Task:
Render the material below as a Markdown table with two columns, Row and Line. Put each non-blank line in its own numbered row.

— Start Working data —

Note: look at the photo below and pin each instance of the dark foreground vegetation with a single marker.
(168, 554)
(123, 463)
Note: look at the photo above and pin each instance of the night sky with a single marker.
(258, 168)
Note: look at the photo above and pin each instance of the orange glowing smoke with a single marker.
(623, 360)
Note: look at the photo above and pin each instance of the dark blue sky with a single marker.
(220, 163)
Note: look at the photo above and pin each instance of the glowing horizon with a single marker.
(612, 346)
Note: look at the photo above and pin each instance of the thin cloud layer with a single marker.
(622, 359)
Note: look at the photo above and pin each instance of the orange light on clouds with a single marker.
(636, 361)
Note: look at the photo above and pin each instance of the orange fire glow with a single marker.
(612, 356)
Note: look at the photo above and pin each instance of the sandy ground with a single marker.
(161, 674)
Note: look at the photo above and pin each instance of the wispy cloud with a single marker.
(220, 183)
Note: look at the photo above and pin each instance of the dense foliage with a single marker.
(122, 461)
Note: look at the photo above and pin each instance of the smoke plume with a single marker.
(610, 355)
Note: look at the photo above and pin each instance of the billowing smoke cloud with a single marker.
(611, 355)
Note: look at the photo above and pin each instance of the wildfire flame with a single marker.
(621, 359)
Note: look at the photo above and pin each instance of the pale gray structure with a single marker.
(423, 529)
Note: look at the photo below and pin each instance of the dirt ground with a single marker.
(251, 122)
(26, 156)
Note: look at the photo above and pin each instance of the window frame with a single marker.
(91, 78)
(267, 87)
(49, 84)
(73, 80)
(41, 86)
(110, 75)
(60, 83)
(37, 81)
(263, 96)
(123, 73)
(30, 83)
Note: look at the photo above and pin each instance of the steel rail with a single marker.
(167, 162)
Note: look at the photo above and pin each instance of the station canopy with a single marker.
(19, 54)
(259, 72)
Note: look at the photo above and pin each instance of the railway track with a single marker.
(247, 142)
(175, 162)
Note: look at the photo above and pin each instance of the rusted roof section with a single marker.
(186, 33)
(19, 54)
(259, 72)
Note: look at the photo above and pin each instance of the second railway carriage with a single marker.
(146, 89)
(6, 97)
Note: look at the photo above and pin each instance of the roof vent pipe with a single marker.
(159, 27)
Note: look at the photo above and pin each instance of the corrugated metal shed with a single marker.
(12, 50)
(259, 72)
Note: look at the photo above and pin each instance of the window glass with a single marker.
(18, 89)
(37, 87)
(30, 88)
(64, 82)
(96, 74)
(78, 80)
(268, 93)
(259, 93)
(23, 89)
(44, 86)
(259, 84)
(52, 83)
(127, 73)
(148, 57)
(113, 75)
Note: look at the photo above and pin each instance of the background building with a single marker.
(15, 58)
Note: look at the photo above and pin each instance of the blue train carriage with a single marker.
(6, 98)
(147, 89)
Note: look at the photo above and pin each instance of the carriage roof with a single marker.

— End Working data —

In response:
| Row | Line |
|---|---|
| 1 | Note: look at the photo below and pin each instance of the dark foreground vegetation with a single marker. |
| 2 | (168, 554) |
| 3 | (123, 463) |
| 4 | Note: look at the photo above and pin each instance of the night sky with a single marker. |
| 5 | (258, 168) |
| 6 | Note: look at the photo above and pin each instance of the orange glowing smoke with a single marker. |
| 7 | (623, 360) |
| 8 | Note: look at the photo above and pin each instance of the dark blue sky with a single marker. |
| 9 | (220, 163) |
| 10 | Note: look at the photo above and pin each instance of the glowing horizon with a single marker. |
| 11 | (612, 346) |
| 12 | Note: look at the photo above and pin each instance of the thin cloud layer with a single marker. |
| 13 | (622, 359) |
| 14 | Note: look at the photo above and pin each instance of the orange light on clouds with a single marker. |
| 15 | (636, 361) |
| 16 | Note: look at the photo above and pin each instance of the orange fire glow with a single marker. |
| 17 | (612, 356) |
| 18 | Note: look at the photo above and pin each instance of the sandy ground with a single marker. |
| 19 | (161, 674) |
| 20 | Note: look at the photo above and pin each instance of the wispy cloud with a single marker. |
| 21 | (220, 183) |
| 22 | Note: look at the photo above and pin each instance of the dense foliage with a single marker. |
| 23 | (122, 461) |
| 24 | Note: look at the photo above and pin each instance of the smoke plume with a single marker. |
| 25 | (610, 355) |
| 26 | Note: look at the photo above and pin each instance of the billowing smoke cloud with a single marker. |
| 27 | (611, 355) |
| 28 | Note: look at the photo above and pin each instance of the wildfire flame with a single marker. |
| 29 | (621, 359) |
| 30 | Note: look at the photo above and pin each instance of the pale gray structure with a single marker. |
| 31 | (423, 529) |
| 32 | Note: look at the photo below and pin each instance of the dirt ground with a single marker. |
| 33 | (251, 122) |
| 34 | (26, 156) |
| 35 | Note: look at the photo above and pin each instance of the window frame with a single marker. |
| 36 | (91, 78) |
| 37 | (267, 87) |
| 38 | (49, 84) |
| 39 | (73, 80) |
| 40 | (41, 86) |
| 41 | (110, 75) |
| 42 | (60, 83) |
| 43 | (37, 81) |
| 44 | (263, 96) |
| 45 | (123, 73) |
| 46 | (30, 83) |
| 47 | Note: look at the photo above and pin each instance of the steel rail with a single marker. |
| 48 | (167, 162) |
| 49 | Note: look at the photo above and pin each instance of the station canopy with a single marker. |
| 50 | (19, 54) |
| 51 | (259, 72) |
| 52 | Note: look at the photo above and pin each instance of the railway track with a single marker. |
| 53 | (247, 142) |
| 54 | (175, 162) |
| 55 | Note: look at the photo above and pin each instance of the rusted roof section with a single marker. |
| 56 | (186, 33) |
| 57 | (19, 54) |
| 58 | (259, 72) |
| 59 | Note: look at the photo above and pin each instance of the second railway carriage with a single marker. |
| 60 | (146, 89) |
| 61 | (6, 97) |
| 62 | Note: look at the photo above and pin each instance of the roof vent pipe with a single marker. |
| 63 | (159, 27) |
| 64 | Note: look at the photo above and pin each instance of the corrugated metal shed with a single marker. |
| 65 | (12, 50) |
| 66 | (259, 72) |
| 67 | Note: look at the photo above and pin each instance of the window glass with a single marker. |
| 68 | (18, 89) |
| 69 | (37, 87) |
| 70 | (30, 88) |
| 71 | (64, 82) |
| 72 | (96, 74) |
| 73 | (78, 80) |
| 74 | (268, 93) |
| 75 | (259, 93) |
| 76 | (23, 89) |
| 77 | (44, 86) |
| 78 | (259, 84) |
| 79 | (52, 83) |
| 80 | (127, 73) |
| 81 | (148, 57) |
| 82 | (113, 75) |
| 83 | Note: look at the photo above and pin each instance of the background building with a single marker. |
| 84 | (15, 58) |
| 85 | Note: look at the photo above and pin each instance of the blue train carriage with a single marker. |
| 86 | (6, 98) |
| 87 | (147, 89) |
| 88 | Note: look at the photo above and pin each instance of the carriage roof with a single marker. |